* [Task]:
When the listing has been read, print it out again in full, word for word.

* [Records to use]:
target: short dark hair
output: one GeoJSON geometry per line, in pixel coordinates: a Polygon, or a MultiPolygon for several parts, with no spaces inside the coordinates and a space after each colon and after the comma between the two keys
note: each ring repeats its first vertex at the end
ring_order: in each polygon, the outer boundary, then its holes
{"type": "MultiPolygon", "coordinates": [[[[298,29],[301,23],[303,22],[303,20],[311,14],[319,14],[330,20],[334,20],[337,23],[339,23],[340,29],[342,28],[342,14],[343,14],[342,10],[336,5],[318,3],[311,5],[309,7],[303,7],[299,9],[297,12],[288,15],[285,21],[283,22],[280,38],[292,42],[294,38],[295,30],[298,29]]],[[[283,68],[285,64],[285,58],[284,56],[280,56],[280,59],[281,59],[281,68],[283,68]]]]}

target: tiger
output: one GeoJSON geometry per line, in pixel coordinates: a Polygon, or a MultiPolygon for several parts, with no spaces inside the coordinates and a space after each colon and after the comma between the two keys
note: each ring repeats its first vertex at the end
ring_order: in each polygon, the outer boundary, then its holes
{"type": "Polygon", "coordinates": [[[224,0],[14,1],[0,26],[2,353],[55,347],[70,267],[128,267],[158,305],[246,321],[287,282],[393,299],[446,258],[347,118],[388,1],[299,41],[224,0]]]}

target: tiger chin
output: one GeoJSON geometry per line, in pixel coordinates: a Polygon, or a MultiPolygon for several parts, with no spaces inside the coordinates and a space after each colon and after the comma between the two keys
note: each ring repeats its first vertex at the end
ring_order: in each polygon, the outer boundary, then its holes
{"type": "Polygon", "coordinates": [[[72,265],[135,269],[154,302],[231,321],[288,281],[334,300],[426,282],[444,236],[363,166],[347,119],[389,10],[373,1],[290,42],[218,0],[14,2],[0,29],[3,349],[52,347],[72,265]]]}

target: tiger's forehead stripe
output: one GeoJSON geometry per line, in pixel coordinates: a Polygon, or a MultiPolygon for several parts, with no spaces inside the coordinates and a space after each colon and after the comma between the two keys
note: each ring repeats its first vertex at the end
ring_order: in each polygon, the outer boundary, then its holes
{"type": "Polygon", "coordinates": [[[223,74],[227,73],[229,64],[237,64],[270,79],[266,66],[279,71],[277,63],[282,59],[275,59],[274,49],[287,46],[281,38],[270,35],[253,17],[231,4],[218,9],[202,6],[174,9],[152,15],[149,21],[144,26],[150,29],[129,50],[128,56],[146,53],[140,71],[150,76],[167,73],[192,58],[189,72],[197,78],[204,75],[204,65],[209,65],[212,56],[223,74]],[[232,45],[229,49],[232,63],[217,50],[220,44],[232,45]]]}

* [Result of the task]:
target: short dark hair
output: one GeoJSON geometry per line, in pixel coordinates: a Polygon, or a MultiPolygon for several parts, with no spaces inside the coordinates and a space after each colon and after the comma between the two keys
note: each ring repeats its first vertex at the end
ring_order: in each polygon, the outer boundary, then its holes
{"type": "MultiPolygon", "coordinates": [[[[298,29],[301,23],[303,22],[303,20],[311,14],[319,14],[330,20],[334,20],[337,23],[339,23],[340,29],[342,28],[342,14],[343,14],[342,10],[336,5],[318,3],[311,5],[309,7],[303,7],[299,9],[297,12],[288,15],[285,21],[283,22],[280,38],[292,42],[294,38],[295,30],[298,29]]],[[[283,68],[285,64],[285,58],[284,56],[280,56],[280,59],[281,59],[281,68],[283,68]]]]}

target: tiger
output: one GeoJSON geometry per line, in pixel coordinates: a Polygon, or a MultiPolygon for several parts, with no spaces inside the coordinates and a space after each colon and after the comma between the two keys
note: each ring repeats its first vertex at the end
ring_order: in each polygon, the outer boundary, then its holes
{"type": "Polygon", "coordinates": [[[224,0],[14,1],[0,26],[2,353],[55,347],[70,267],[128,267],[158,305],[246,321],[287,282],[393,299],[446,258],[347,118],[388,1],[299,41],[224,0]]]}

target: tiger chin
output: one GeoJSON geometry per line, in pixel coordinates: a Polygon, or a MultiPolygon for several parts, with no spaces inside the coordinates and a space after each colon and after the comma between the two keys
note: each ring repeats its first vertex at the end
ring_order: in each polygon, the outer boundary, then its holes
{"type": "Polygon", "coordinates": [[[72,265],[135,269],[154,302],[231,321],[288,281],[334,300],[426,282],[444,236],[363,166],[347,119],[389,10],[373,1],[290,42],[218,0],[14,2],[0,29],[3,349],[52,347],[72,265]]]}

target: tiger's forehead stripe
output: one GeoJSON geometry per line, in pixel coordinates: a Polygon, or a MultiPolygon for several parts, with no spaces inside the coordinates and a space after each colon and after the comma between the two keys
note: each ring repeats its first vertex at the end
ring_order: in each polygon, the outer boundary, then its holes
{"type": "Polygon", "coordinates": [[[223,74],[227,73],[229,64],[237,64],[270,79],[266,66],[279,71],[277,63],[282,59],[275,59],[274,49],[287,46],[281,38],[270,35],[253,17],[231,4],[218,9],[202,6],[174,9],[152,15],[149,21],[144,26],[150,29],[129,50],[128,56],[146,53],[140,71],[150,76],[167,73],[192,58],[189,72],[197,78],[204,75],[204,65],[209,65],[212,56],[223,74]],[[232,45],[229,49],[232,63],[217,50],[220,44],[232,45]]]}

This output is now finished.